**What you need to do**
Every line of the following records that includes "bird" should be copied.

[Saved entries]
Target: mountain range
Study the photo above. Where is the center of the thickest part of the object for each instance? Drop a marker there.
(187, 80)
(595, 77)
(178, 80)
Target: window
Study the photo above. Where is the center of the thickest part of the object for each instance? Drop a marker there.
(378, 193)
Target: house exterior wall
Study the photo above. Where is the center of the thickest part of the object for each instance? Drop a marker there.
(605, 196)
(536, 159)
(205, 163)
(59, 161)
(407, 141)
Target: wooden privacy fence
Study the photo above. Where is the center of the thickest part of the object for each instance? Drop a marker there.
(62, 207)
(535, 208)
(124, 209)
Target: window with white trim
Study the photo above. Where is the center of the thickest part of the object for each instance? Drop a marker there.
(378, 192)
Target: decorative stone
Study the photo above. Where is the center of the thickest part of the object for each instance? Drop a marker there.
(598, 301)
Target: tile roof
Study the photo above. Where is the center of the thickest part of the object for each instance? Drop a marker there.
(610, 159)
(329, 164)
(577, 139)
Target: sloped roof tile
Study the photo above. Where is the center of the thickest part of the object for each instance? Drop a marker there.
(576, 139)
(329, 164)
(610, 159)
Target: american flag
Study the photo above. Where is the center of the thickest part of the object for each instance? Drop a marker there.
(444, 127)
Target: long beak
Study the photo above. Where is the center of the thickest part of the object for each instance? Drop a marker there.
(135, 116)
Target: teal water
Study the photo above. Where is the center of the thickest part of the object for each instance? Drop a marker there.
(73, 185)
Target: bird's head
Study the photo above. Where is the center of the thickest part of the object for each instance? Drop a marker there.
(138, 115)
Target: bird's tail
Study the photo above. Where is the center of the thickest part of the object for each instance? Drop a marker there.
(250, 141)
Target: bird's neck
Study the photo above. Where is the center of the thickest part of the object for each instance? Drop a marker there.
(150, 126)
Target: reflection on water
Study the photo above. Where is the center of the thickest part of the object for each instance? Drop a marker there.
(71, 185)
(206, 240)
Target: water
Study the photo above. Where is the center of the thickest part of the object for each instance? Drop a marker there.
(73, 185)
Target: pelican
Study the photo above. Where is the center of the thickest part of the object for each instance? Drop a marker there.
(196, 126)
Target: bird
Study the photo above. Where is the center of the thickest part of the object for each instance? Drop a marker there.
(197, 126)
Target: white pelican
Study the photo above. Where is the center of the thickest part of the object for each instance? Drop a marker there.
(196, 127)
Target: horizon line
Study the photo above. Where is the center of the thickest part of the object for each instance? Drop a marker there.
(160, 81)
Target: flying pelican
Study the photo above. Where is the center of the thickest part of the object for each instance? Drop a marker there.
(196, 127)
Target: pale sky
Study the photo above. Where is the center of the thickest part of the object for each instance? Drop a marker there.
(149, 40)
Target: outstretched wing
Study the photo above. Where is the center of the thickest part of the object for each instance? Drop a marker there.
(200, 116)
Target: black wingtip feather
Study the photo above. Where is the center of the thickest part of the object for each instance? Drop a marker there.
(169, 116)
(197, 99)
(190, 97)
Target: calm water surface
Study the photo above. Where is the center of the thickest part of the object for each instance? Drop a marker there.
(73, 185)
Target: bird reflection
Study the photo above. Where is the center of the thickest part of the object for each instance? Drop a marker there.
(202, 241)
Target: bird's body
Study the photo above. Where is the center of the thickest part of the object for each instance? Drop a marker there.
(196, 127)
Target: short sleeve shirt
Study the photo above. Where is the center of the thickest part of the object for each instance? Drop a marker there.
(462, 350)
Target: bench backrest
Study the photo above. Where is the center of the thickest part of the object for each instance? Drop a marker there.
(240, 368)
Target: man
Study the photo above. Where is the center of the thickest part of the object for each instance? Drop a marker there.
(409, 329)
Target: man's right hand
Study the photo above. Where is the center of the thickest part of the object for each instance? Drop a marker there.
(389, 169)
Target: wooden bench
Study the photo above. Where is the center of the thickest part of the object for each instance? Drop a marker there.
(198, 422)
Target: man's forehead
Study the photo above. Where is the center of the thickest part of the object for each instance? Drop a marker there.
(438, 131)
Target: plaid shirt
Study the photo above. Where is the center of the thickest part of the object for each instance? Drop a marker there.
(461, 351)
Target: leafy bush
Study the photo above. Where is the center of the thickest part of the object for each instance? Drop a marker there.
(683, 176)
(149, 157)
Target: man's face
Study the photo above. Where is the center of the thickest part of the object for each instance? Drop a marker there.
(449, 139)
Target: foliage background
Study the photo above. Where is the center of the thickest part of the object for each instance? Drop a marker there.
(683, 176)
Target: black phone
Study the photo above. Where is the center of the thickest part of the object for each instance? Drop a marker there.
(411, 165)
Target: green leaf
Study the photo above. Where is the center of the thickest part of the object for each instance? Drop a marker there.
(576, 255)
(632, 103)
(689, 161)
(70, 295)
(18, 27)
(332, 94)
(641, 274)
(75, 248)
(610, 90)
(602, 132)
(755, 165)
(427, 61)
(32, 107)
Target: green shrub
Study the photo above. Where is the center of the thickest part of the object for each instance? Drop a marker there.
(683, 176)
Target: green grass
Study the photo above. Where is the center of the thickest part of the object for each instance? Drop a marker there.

**Task response**
Target: bird's head
Target: bird's tail
Target: bird's neck
Target: bird
Target: bird reflection
Target: bird's body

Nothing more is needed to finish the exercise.